Source passage:
* * *

Pro-Life is practical
Letter to the Editor | Tuesday, January 20, 2015
Billy McMahon’s Jan. 14 viewpoint “Practically pro-life” raises several concerns regarding the image of the pro-life movement in American society today. At first glance, being “pro-life” is rigidly synonymous with being against abortion; the word “pro-life” evokes images of fetuses rather than those of pregnant mothers, the hungry and the dispossessed. Although I agree with Mr. McMahon that we ought to put the marginalized first as Jesus did, I think he may be surprised to find that pro-life people can — and, I believe, must — oppose abortion if they believe in the Christian preferential option for the poor.
The preferential option for the poor is the principle that loving God and neighbor entails making the well-being of those deemed insignificant by the world our top priority. Though the phrase “preferential option for the poor” has been in use for less than a century, the underlying idea has been present in the Judeo-Christian tradition from as far back as we can historically trace. Since Mr. McMahon implies the teachings of Jesus of Nazareth support his position, I think it is appropriate to look at the immediate Jewish basis for those teachings: the commandment to give alms.
For first-century Jews, giving alms was tantamount to fulfilling every God-given directive. Notre Dame professor Gary Anderson provides a digestible overview of this idea in his book “Charity.” Anderson argues that for Jews of the Second Temple Period (which includes the life of Jesus), almsgiving was conceived of as a loan to God through the poor — a loan that God promised to repay with blessings and deliverance from future troubles. The idea that one would receive any sort of repayment for such a loan seemed just as absurd then as it does today. It’s unreasonable enough to expect a beggar to settle a debt of spare change or several dollars, and someone who gives alms with the expectation of repayment is clearly committing an act of faith. However, the idea seems even more radical when we consider the implications of the loan metaphor for almsgiving. When we start viewing this act of charity as a financial transaction, we begin to see the poor as actual people rather than worn-out statues holding coffee cups you toss coins into.

* * *

Action item A:
In the pro-life letter, what is the title of the book by Gary Anderson that gives an overview of almsgiving?
Action item B:
Pick up the pro-life letter after its last sentence and continue it.
The lines placed after the pro-life letter aren't needed for either task.

Data:
* * *

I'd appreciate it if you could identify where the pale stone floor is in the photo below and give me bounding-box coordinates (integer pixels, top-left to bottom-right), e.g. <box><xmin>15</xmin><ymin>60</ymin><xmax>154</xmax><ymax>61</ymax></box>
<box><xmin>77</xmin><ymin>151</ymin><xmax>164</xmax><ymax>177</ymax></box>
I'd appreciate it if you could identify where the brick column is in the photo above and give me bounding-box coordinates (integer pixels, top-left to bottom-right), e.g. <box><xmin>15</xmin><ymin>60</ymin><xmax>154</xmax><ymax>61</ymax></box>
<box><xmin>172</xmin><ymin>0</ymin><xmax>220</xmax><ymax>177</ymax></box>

* * *

Exercise response A:
“Charity.”

Exercise response B:
My belief that almsgiving is a loan to God has been reinforced by my experiences with beggars while I was working in Dublin, Ireland, this past summer. Inspired by an Irish priest’s homily on homelessness in the city, I decided to put the ideas laid out in “Charity” into practice. Whenever I came across a beggar, I would walk over to them, give them a warm greeting, give them spare change that I would have ready in my hand and then wish them well. In having the change in my hand, I was prepared to give without hesitation, but I also managed to thwart one man’s attempt to mug me at a bus stop. Poised to take my wallet if I pulled it out, the man was dumbfounded when I opened my palm to reveal the gift I had ready for him. Up until that point, I was very afraid of this apparently ill-willed man — it was thanks to my faith that I could see him as a good man despite all evidence to the contrary.
As the summer progressed, my encounters with beggars proved to be more fruitful than I could have ever imagined. After buying a meal for one homeless woman during my lunch break, I had a great conversation with her about our favorite foods. Several others thanked me and God for the money I gave them, and I was amazed at how some of the people I met conveyed a sense of faith and meaning in life that was more profound yet simpler in tone than what you might hear in a sermon or theology lecture. In the beginning, I would always close a conversation with those I gave to by saying, “Have a good day,” like I would to any friend. By the end of the summer, I learned a more meaningful farewell from the people I met on street: “God bless you.”
The loans I made to my needy brothers and sisters in Dublin have been repaid beyond the face value of the coins I placed in their hands. At the same time, I am saddened by the fact that these loans are far less than what my brothers and sisters need. One man who regularly begged outside the church I attended would always request a large sum of money in order to stay at a hostel. Simply granting his request would not have been sufficed to ensure his well being; I felt in my conscience that I would have to go out of my way to be present at the hostel and pay in person in order to see to it that he was safe. In other words, this man above all needed people to care for him, to look after him — this man, our brother, needed a loving and supportive family.
From reason, we know that our brother at one point had family members in the descriptive, biological sense — there was a man and a woman who made his existence possible. Somewhere down the line, our brother fell into poverty, and it wouldn’t surprise us if he inherited this situation from his mother or father. It is for this reason that sexual ethics enter the picture: If we truly want to reduce poverty, then we must love responsibly.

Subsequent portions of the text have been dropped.